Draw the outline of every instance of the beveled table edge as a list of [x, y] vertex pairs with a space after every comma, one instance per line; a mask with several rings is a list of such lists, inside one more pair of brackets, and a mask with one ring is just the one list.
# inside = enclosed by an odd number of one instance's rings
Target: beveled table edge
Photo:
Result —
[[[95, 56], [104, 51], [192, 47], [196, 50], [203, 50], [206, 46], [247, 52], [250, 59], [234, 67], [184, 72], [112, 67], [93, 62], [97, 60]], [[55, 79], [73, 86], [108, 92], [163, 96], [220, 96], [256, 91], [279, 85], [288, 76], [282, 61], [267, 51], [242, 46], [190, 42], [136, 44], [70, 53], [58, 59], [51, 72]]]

▶ TASK: Rewrite the lines above as a numbered list, leaving out any blank lines.

▶ TASK SOLUTION:
1. Draw the outline of every instance of the beveled table edge as a list of [x, y] vertex pairs with a space after every comma, one instance per line; a mask with several rings is a list of such lists, inside one more pair of brackets, and a mask with one ring is just the one list.
2. # inside = enclosed by an odd number of one instance's rings
3. Target: beveled table edge
4. Photo:
5. Result —
6. [[[95, 56], [104, 51], [192, 47], [196, 50], [203, 50], [206, 46], [247, 52], [250, 59], [234, 67], [184, 72], [112, 67], [93, 62], [97, 60]], [[55, 79], [73, 86], [108, 92], [163, 96], [220, 96], [256, 91], [279, 85], [288, 76], [282, 61], [267, 51], [242, 46], [190, 42], [136, 44], [70, 53], [58, 59], [51, 72]]]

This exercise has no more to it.